Photo-based referring expression data
BEGIN
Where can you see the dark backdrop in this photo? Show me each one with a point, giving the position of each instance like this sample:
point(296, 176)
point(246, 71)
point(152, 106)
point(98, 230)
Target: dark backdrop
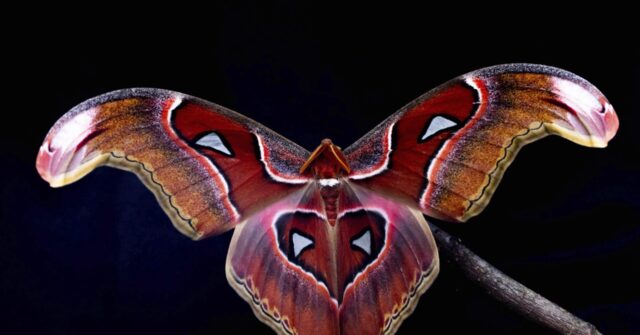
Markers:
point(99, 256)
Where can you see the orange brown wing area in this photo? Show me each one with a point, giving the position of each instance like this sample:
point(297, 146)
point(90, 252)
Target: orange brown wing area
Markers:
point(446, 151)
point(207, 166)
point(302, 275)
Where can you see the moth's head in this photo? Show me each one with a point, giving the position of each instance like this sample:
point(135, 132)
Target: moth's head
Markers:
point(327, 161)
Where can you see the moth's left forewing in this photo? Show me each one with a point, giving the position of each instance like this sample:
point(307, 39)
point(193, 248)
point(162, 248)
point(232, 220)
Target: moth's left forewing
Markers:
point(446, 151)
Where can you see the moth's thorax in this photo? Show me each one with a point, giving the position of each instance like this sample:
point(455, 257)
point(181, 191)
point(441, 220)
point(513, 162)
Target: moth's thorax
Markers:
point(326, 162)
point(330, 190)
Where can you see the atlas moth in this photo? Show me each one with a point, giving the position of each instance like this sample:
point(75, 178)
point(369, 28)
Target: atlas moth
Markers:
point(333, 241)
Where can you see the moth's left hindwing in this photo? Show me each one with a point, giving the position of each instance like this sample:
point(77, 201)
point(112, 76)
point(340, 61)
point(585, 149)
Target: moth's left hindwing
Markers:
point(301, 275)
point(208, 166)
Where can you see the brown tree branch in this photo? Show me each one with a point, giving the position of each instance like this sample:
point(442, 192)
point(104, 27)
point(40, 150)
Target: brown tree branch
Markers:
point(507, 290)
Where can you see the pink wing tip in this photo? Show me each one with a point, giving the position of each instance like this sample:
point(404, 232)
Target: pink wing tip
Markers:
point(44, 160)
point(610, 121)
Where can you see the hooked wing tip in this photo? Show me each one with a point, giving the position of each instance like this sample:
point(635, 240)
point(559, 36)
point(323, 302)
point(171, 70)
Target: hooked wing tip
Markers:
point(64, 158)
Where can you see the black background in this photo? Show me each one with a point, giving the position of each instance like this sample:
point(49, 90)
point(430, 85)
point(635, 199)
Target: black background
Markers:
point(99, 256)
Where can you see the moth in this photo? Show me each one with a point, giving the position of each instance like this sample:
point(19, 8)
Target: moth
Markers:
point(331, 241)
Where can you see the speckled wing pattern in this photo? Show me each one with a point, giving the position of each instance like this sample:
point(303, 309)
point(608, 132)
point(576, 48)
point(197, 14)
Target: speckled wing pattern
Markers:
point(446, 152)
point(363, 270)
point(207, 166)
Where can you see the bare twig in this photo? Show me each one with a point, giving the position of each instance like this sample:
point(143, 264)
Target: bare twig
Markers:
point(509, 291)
END
The records above must be retyped exactly. Please omit the pictures.

Where can you see the dark backdrop in this photo? Show me each one with a point, giving the position of each instance like this sample:
point(296, 176)
point(246, 71)
point(152, 106)
point(98, 230)
Target: dark backdrop
Markers:
point(99, 256)
Where can you see the orange brown wing area in this photo? Show me each one with a point, giving the position of each instance like this sample:
point(297, 146)
point(90, 252)
Target: orange brown wing area
Markers:
point(446, 151)
point(207, 166)
point(302, 275)
Where can you see the moth's head in this photo? Show me each one with a point, giving the position of each instance like this sample:
point(135, 132)
Target: moth's head
Markers:
point(327, 161)
Where can you see the moth's left forewing in this photo? Show me each one with a point, giving the position of each instance like this sample:
point(307, 39)
point(193, 248)
point(162, 248)
point(232, 220)
Target: moth's left forewing
Markers:
point(446, 151)
Where can you see the moth's thorax in this photo? Show me each one with a point, giving the position of each instance like this sample:
point(455, 257)
point(181, 191)
point(441, 220)
point(513, 162)
Target: moth's thorax
Markers:
point(326, 162)
point(330, 190)
Where can you see the atlas moth in this photo? Show me each one with a point, giving the position of each instance like this sample:
point(75, 178)
point(369, 28)
Target: atlas moth
Markers:
point(333, 241)
Where can you see the moth's left hindwing in this photo? Show me each one with a point, giving the position of each instance like this sample:
point(77, 201)
point(112, 76)
point(340, 61)
point(585, 149)
Target: moth's left hindwing
Markers:
point(301, 275)
point(208, 166)
Where can you see the brown tree branch in this photo? Show me each one with a point, giving the position of each instance like this sample:
point(442, 192)
point(104, 27)
point(40, 150)
Target: brown tree branch
Markers:
point(507, 290)
Where can you see the pink wing tip in this photo? Show me each one with a point, giving the position of each instance like this sample:
point(404, 232)
Target: pink wing tip
Markers:
point(44, 160)
point(610, 121)
Where can you see the hooked wing tip in this photo? Show me each one with a point, giving the position of each instance like this sample:
point(635, 240)
point(559, 36)
point(323, 302)
point(171, 70)
Target: hooked wing tip
Markers:
point(64, 158)
Where can you see the black background in this photo? Show me each one with a point, giving the position of each instance like this sample:
point(49, 90)
point(430, 85)
point(635, 199)
Target: black background
Markers:
point(99, 256)
Where can you see the moth in this photo? Show me each one with a point, giving the position of each instance like this sample:
point(19, 8)
Target: moth
Markers:
point(331, 241)
Where can you see the speckled wing pattern in this photo? Show me each one with a point, giving the position of each instance like this sample:
point(303, 309)
point(608, 132)
point(576, 48)
point(197, 14)
Target: speckled wing pattern
Markers:
point(446, 152)
point(363, 270)
point(207, 166)
Where can you see the bare twig in this photo? Show me each one with a point, giving the position of each instance like this sample:
point(143, 264)
Target: bare twig
Markers:
point(509, 291)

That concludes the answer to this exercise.